▶ Problem set
A. Reproduce the Lincoln and Lee University text word for word, starting with "Lincoln and Lee University was" and going on through "and William Volker.".
B. Continue the history of Lincoln and Lee University from the point where the text stops.

Lincoln and Lee University
- Seal of Lincoln and Lee University
- Motto: Fide et Constantia
- Type: Private
- Active: 1927–1933
- Religious affiliation: Methodist Episcopal Church
- President: Ernest Lynn Waldorf
- Location: Kansas City, Missouri, United States
- Successor: University of Kansas City

= Lincoln and Lee University =

University in Kansas City, Missouri, US (1927–1933)

Lincoln and Lee University was a Methodist Episcopal college in Kansas City, Missouri. It merged with the University of Kansas City in 1933.

== History ==
In 1925, a group of Methodist Episcopal Church leaders decided to create Lincoln and Lee University at the intersection of 75th and State Line in Kansas City, Missouri and Kansas. Its founders included philanthropist Kate B. Hewitt, former president of Centre College Ernest H. Newcomb, and Methodist Bishop Ernest Lynn Waldorf. Hewitt donated 143 acres of farmland for the university. Other donations expanded the campus site to 272 acres, with 37 acres in Missouri and the rest in Kansas. Other notable donors included J. C Nichols, Henry S. Siegrist, and William Volker.

▶ Exercise data
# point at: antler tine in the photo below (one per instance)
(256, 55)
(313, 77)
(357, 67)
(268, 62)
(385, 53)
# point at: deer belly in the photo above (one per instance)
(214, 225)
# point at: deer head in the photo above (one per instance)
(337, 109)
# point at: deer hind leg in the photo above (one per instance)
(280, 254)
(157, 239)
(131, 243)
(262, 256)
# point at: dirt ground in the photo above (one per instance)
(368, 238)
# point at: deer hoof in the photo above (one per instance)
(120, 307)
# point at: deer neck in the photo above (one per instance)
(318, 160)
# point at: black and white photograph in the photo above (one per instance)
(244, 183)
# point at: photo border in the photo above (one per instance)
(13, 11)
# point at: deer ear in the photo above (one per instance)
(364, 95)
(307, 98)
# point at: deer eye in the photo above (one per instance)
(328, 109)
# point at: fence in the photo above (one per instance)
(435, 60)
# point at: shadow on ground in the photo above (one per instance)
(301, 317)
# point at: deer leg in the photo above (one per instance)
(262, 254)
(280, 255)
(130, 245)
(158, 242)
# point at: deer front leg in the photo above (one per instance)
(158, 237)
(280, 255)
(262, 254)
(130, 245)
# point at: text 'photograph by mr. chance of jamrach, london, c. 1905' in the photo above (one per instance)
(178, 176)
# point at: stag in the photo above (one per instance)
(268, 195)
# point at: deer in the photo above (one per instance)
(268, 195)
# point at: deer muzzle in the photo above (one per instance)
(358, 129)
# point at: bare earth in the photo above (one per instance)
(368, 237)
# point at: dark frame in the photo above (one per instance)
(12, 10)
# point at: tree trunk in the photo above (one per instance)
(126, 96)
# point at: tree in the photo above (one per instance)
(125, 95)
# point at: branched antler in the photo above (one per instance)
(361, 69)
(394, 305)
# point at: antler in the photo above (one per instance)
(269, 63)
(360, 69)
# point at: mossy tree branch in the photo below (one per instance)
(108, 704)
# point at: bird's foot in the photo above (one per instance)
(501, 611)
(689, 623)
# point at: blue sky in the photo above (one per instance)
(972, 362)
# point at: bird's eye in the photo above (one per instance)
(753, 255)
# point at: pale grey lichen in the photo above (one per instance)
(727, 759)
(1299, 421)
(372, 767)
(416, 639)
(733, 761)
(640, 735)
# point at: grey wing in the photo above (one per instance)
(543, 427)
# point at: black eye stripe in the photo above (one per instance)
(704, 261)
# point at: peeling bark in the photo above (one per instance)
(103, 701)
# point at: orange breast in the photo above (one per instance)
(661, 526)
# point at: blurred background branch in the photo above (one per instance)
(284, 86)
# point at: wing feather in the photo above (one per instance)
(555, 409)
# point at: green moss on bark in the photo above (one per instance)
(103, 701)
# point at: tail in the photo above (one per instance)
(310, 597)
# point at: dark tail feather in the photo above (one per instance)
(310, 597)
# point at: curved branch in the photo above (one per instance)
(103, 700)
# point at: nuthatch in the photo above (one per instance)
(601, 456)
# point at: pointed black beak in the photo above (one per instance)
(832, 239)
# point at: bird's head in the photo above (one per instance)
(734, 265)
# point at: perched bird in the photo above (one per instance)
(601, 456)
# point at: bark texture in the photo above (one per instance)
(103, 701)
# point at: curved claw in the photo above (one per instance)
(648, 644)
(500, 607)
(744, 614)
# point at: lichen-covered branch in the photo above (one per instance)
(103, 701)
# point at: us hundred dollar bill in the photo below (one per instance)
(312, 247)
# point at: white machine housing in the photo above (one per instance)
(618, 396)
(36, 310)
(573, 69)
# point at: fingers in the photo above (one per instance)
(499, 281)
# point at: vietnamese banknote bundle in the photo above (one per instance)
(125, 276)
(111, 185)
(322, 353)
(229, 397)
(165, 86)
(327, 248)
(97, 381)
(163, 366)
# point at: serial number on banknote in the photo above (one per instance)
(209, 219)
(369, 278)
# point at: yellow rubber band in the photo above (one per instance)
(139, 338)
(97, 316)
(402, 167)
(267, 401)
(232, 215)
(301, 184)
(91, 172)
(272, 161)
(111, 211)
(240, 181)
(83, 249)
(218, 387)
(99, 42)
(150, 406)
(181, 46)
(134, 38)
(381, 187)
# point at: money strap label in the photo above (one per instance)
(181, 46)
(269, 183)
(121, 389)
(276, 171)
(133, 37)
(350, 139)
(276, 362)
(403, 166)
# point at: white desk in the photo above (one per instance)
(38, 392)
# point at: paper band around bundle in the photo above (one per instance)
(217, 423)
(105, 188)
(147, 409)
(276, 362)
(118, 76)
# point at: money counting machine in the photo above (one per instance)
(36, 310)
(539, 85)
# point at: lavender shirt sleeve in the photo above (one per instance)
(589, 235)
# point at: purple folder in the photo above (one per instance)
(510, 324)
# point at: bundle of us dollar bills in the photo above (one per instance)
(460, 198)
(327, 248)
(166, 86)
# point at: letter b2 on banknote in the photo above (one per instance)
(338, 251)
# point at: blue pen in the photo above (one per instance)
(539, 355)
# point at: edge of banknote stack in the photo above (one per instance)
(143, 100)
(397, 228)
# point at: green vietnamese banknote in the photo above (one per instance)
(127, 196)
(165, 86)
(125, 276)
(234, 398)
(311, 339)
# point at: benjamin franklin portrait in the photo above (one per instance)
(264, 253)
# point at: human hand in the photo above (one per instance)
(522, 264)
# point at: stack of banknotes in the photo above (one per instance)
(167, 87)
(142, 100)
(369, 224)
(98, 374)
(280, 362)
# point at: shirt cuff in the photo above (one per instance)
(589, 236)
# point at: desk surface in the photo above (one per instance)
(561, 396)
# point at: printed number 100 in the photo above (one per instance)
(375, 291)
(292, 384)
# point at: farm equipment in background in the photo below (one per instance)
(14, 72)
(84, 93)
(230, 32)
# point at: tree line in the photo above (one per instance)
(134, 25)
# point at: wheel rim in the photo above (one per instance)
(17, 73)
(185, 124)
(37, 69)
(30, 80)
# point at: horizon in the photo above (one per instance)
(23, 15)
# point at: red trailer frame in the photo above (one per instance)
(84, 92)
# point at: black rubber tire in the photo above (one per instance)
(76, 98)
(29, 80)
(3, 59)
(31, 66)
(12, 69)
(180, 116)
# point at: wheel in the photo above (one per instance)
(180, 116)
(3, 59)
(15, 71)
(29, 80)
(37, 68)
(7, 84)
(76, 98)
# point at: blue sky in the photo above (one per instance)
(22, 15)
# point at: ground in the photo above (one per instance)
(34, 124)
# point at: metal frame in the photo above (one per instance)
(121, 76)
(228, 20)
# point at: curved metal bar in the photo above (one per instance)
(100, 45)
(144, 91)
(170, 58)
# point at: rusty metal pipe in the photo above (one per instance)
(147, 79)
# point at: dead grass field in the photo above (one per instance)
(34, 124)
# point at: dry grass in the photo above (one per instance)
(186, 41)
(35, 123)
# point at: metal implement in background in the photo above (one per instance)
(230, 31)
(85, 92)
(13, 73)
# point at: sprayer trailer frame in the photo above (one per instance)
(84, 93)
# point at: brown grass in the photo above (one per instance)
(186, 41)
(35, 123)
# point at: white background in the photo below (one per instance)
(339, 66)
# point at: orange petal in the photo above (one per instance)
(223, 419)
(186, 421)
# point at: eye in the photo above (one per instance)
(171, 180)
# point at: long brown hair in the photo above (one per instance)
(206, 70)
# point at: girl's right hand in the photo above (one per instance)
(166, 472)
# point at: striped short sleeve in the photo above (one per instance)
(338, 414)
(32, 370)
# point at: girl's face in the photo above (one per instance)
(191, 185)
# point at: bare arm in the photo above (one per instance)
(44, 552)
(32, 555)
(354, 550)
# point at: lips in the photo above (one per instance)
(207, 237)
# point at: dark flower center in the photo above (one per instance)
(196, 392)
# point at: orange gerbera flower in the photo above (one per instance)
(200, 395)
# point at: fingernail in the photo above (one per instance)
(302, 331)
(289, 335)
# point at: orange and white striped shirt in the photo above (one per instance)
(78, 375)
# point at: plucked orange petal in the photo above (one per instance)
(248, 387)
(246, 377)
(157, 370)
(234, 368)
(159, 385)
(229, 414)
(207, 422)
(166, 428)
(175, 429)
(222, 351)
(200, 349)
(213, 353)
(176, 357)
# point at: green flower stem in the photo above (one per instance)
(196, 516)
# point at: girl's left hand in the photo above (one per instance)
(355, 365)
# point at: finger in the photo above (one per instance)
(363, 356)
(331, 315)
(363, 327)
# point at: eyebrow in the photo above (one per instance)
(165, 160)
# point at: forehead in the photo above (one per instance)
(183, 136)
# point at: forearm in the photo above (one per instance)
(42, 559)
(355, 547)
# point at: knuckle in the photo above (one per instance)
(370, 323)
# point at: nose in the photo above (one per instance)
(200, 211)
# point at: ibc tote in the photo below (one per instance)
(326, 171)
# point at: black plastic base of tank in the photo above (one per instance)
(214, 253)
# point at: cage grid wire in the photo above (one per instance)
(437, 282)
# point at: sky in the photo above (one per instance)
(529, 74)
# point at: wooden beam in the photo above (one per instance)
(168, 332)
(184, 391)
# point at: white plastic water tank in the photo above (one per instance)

▶ Answer section
A.
Lincoln and Lee University was a Methodist Episcopal college in Kansas City, Missouri. It merged with the University of Kansas City in 1933.

== History ==
In 1925, a group of Methodist Episcopal Church leaders decided to create Lincoln and Lee University at the intersection of 75th and State Line in Kansas City, Missouri and Kansas. Its founders included philanthropist Kate B. Hewitt, former president of Centre College Ernest H. Newcomb, and Methodist Bishop Ernest Lynn Waldorf. Hewitt donated 143 acres of farmland for the university. Other donations expanded the campus site to 272 acres, with 37 acres in Missouri and the rest in Kansas. Other notable donors included J. C Nichols, Henry S. Siegrist, and William Volker.

B.
The university was incorporated in Missouri circuit court in January 1926, with 75 board members and Waldorf as its president. The name was selected to smooth the Northern and Southern branches of the church in Kansas City. Waldorf noted that the location in Kansas City could be healing as it was "where North met South and East met West". In addition, plans included a national memorial at the center of the campus and two tombs for unknown Federal and Confederate soldiers. The university was endorsed as a project of the board of education of the Methodist Episcopal Church in February 1926. Its Kansas charter was received on March 2, 1927.

The architectural plans for the campus were presented in April 1926. Its architect was Edward Buehler Delk. A 1926 promotional brochure for donors said, "All history confirms the record. The university towers and Cathedral spires that fret the skies above the imperial cities of the world were never indispensable to their commerce or their business." Plans were in place to build seven buildings in 1926, including the university's administrative building, an academic building, the College of Arts and Sciences, a library, and a combined church and auditorium. Plans were also made to add athletic facilities and dormitories.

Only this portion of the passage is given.